*** Available data
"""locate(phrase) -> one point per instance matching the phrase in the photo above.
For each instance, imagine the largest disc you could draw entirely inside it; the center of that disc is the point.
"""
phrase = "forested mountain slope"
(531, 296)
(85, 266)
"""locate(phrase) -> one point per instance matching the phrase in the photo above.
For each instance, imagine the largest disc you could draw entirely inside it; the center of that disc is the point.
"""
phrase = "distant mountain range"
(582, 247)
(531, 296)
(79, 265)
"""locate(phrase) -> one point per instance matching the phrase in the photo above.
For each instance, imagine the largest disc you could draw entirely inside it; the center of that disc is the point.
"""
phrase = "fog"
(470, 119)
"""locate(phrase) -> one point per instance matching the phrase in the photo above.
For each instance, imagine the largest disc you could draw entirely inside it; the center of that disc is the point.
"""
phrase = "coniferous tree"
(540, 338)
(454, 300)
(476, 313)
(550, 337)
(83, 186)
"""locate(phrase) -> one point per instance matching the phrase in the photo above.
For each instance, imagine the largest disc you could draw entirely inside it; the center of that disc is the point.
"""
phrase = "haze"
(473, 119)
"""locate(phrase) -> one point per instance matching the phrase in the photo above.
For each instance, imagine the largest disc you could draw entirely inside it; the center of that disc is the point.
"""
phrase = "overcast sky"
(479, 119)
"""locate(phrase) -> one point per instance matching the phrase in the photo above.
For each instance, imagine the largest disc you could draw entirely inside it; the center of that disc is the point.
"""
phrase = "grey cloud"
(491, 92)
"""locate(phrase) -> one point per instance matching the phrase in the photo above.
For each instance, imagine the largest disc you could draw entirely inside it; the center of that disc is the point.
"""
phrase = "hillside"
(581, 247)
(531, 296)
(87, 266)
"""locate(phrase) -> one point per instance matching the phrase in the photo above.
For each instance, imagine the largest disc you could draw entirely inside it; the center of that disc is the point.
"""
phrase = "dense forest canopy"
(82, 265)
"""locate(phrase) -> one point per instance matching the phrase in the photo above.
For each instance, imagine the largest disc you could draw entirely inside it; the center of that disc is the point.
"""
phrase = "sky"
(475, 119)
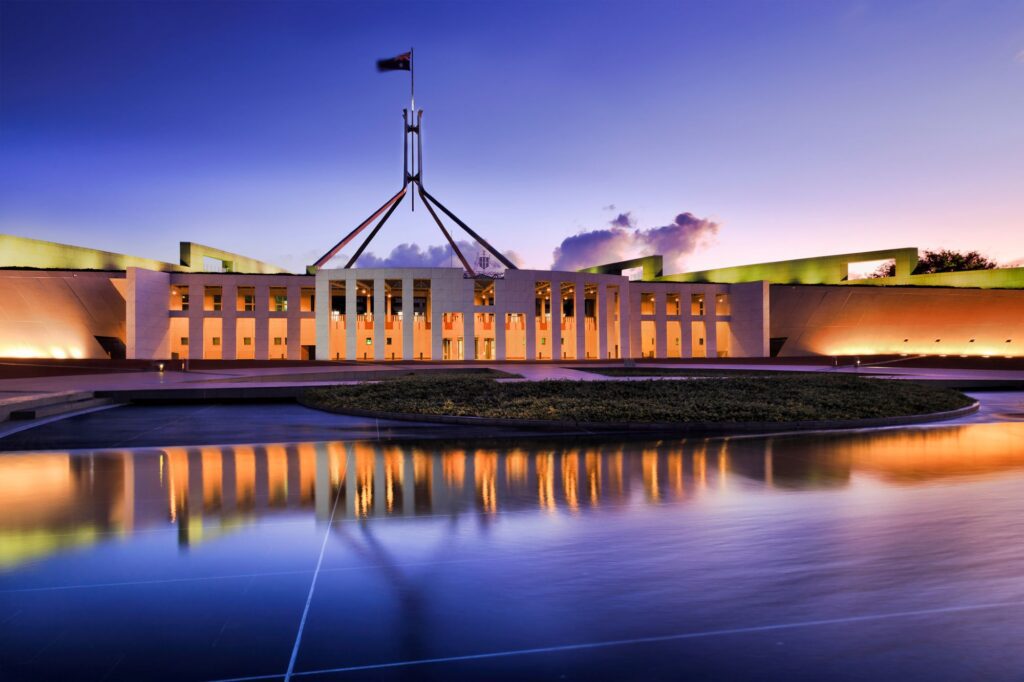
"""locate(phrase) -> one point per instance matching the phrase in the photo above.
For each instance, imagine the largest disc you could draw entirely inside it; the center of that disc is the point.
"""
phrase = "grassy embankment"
(740, 398)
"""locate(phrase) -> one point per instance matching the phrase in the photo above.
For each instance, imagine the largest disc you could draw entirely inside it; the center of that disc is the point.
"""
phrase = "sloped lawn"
(739, 398)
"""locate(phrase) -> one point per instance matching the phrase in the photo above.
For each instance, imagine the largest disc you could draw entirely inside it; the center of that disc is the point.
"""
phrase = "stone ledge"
(662, 427)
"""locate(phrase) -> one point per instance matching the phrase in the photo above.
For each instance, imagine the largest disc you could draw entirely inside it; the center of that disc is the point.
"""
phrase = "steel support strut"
(373, 233)
(465, 263)
(505, 261)
(355, 232)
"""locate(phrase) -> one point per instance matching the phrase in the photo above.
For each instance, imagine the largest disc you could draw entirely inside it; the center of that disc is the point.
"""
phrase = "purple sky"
(797, 128)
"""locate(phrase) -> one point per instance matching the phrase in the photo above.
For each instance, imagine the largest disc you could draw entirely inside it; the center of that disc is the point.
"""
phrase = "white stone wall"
(147, 321)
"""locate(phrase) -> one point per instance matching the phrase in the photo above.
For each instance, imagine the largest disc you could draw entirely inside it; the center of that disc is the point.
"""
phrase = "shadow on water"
(810, 556)
(50, 501)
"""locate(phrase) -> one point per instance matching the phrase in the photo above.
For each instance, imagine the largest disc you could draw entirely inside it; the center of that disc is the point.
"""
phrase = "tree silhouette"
(943, 260)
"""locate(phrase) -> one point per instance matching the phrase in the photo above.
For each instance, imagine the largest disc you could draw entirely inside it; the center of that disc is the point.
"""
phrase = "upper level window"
(646, 304)
(696, 304)
(279, 299)
(672, 304)
(212, 298)
(483, 292)
(179, 298)
(246, 301)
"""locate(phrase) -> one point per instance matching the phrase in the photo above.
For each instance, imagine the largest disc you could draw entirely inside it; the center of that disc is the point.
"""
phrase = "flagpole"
(412, 101)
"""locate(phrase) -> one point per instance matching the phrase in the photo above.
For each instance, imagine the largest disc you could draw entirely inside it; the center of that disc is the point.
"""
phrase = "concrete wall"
(58, 313)
(146, 314)
(849, 321)
(999, 278)
(820, 269)
(26, 252)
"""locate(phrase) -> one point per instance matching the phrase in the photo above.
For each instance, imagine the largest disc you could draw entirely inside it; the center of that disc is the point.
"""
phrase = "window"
(179, 297)
(672, 304)
(279, 299)
(483, 292)
(246, 301)
(646, 304)
(212, 298)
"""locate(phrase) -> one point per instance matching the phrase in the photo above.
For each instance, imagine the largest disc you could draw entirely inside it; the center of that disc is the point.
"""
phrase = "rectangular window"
(483, 292)
(211, 298)
(672, 304)
(646, 304)
(246, 299)
(722, 306)
(279, 299)
(307, 299)
(179, 297)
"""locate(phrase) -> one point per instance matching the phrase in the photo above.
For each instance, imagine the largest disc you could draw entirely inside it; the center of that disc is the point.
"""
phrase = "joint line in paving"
(309, 597)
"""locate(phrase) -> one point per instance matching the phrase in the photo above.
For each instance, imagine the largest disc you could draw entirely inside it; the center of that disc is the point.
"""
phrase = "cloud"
(622, 241)
(413, 255)
(624, 220)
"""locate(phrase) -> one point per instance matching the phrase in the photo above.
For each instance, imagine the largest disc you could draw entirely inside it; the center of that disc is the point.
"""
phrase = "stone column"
(556, 321)
(380, 315)
(351, 334)
(323, 312)
(261, 302)
(197, 303)
(626, 321)
(408, 318)
(685, 325)
(228, 327)
(711, 333)
(468, 332)
(660, 328)
(580, 312)
(294, 321)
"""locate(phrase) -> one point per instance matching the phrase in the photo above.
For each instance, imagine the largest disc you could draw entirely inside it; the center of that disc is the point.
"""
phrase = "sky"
(779, 129)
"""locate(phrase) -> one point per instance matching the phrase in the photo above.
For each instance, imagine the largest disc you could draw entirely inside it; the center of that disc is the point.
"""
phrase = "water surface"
(878, 555)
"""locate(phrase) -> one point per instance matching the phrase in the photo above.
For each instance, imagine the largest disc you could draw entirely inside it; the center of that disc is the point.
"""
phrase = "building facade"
(55, 302)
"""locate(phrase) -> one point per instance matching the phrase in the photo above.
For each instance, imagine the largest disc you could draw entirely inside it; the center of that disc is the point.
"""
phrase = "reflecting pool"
(870, 555)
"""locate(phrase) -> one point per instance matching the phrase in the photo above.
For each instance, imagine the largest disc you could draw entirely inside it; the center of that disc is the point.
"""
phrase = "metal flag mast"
(412, 175)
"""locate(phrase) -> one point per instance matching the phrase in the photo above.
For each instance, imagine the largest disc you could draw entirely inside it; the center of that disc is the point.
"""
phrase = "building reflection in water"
(55, 501)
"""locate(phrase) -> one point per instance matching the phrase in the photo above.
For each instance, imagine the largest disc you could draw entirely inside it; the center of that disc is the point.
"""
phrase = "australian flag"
(401, 62)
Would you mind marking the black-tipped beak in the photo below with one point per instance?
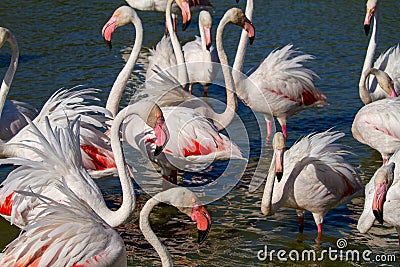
(109, 44)
(202, 235)
(279, 176)
(378, 215)
(251, 39)
(366, 29)
(158, 150)
(186, 25)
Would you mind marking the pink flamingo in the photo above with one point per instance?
(279, 86)
(194, 139)
(378, 123)
(12, 113)
(388, 62)
(310, 176)
(382, 196)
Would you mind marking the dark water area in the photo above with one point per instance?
(61, 46)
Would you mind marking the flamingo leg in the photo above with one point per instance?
(301, 223)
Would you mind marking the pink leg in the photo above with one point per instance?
(301, 224)
(284, 131)
(319, 226)
(269, 128)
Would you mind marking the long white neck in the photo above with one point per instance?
(241, 50)
(150, 236)
(180, 60)
(115, 218)
(266, 202)
(6, 84)
(365, 93)
(120, 83)
(224, 119)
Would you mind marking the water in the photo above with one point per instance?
(61, 46)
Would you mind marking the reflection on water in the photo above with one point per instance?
(61, 46)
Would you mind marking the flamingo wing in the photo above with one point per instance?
(59, 154)
(377, 125)
(13, 118)
(65, 234)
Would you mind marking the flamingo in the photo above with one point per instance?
(200, 56)
(310, 176)
(161, 6)
(12, 113)
(187, 202)
(194, 139)
(388, 62)
(382, 197)
(377, 124)
(60, 159)
(69, 233)
(279, 86)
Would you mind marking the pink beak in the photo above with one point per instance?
(109, 29)
(379, 199)
(186, 15)
(162, 135)
(279, 163)
(203, 220)
(207, 32)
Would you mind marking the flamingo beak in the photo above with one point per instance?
(379, 199)
(207, 31)
(203, 220)
(249, 27)
(162, 135)
(279, 163)
(108, 30)
(368, 19)
(186, 15)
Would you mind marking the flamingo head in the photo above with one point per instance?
(383, 179)
(4, 35)
(372, 6)
(279, 144)
(239, 18)
(186, 15)
(155, 120)
(384, 80)
(206, 22)
(121, 16)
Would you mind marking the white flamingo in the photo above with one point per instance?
(310, 176)
(382, 197)
(388, 62)
(60, 159)
(279, 86)
(378, 123)
(12, 113)
(161, 6)
(65, 234)
(194, 140)
(200, 55)
(187, 202)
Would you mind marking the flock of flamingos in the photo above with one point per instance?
(51, 194)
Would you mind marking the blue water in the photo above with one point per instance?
(61, 46)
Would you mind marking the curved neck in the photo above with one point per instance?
(118, 217)
(364, 91)
(224, 119)
(241, 50)
(150, 236)
(266, 202)
(180, 60)
(120, 83)
(202, 37)
(6, 84)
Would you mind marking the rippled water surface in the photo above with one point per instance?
(61, 46)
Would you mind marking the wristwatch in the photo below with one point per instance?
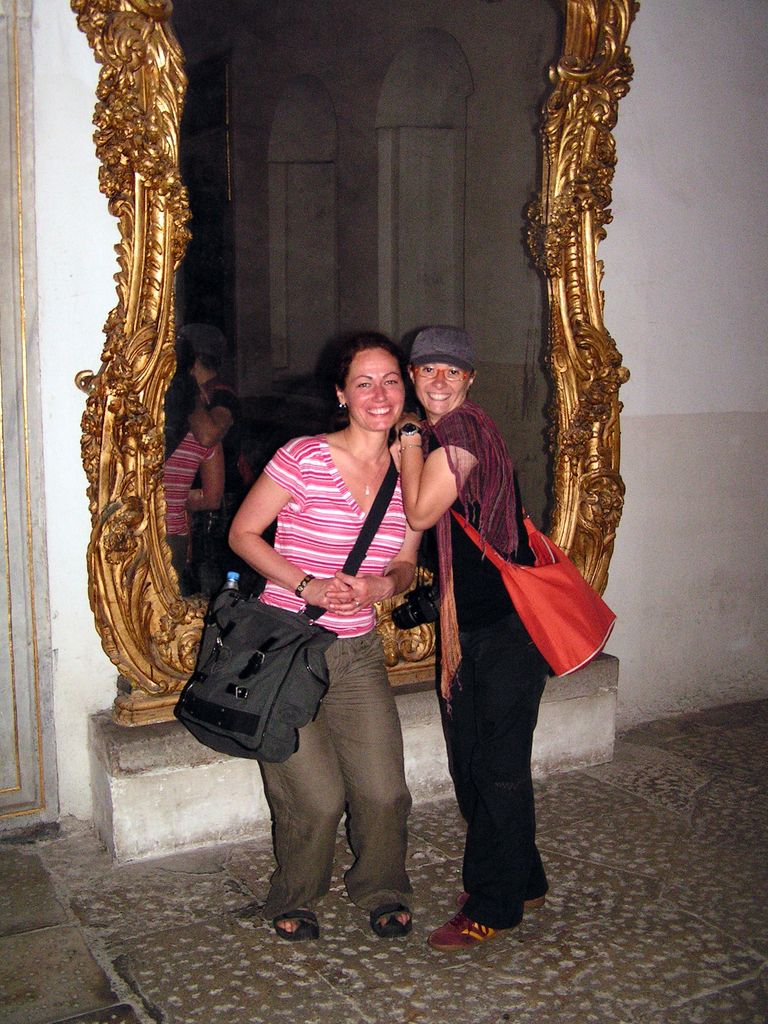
(409, 430)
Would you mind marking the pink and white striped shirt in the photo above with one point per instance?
(320, 524)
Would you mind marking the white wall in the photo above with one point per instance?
(685, 299)
(76, 263)
(687, 302)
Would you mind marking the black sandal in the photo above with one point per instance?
(391, 927)
(307, 927)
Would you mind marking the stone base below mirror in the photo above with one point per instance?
(158, 791)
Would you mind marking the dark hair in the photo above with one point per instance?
(364, 343)
(209, 359)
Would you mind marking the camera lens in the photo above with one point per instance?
(420, 606)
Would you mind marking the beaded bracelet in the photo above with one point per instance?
(300, 589)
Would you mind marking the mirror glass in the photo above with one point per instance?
(360, 167)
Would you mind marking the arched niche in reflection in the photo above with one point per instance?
(148, 631)
(421, 127)
(302, 189)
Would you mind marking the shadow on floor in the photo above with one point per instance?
(657, 912)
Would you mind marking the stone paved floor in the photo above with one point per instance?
(657, 912)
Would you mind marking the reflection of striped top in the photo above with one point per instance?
(178, 474)
(320, 524)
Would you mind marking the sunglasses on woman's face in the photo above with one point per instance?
(452, 374)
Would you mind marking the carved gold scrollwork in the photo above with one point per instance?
(566, 223)
(147, 630)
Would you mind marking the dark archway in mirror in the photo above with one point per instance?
(410, 211)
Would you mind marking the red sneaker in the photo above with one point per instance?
(529, 904)
(460, 933)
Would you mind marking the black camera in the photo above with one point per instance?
(421, 605)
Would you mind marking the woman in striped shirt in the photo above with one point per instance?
(321, 488)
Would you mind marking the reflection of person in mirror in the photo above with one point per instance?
(185, 458)
(321, 488)
(492, 676)
(216, 419)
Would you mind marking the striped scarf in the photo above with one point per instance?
(484, 480)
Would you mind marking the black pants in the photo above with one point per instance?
(489, 733)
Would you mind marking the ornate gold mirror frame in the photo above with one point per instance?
(147, 630)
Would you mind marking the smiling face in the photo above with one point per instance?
(374, 391)
(438, 393)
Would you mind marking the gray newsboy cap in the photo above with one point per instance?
(443, 344)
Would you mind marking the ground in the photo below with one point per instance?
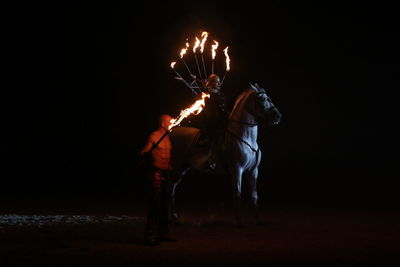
(289, 235)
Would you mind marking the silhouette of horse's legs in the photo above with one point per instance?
(251, 177)
(236, 176)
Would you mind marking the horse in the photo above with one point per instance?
(238, 154)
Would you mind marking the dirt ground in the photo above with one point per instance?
(287, 236)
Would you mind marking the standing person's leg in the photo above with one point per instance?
(166, 191)
(153, 214)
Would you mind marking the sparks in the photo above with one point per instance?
(195, 109)
(203, 41)
(227, 59)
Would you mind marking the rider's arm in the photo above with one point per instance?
(149, 144)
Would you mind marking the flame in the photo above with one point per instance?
(203, 41)
(183, 51)
(195, 109)
(228, 67)
(196, 45)
(213, 49)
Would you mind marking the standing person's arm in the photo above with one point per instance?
(149, 144)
******
■ **Exercise prompt**
Retype exactly the line with "Would you mind marking the flame" and each line after it until the records end, and include no other line.

■ **Answer to the exercise**
Would you mind marking the flame in the photo above with one point per instance?
(203, 41)
(183, 51)
(195, 109)
(228, 67)
(196, 45)
(213, 49)
Would you mind marking the standing person's arm in the photo above with one point per instance?
(149, 144)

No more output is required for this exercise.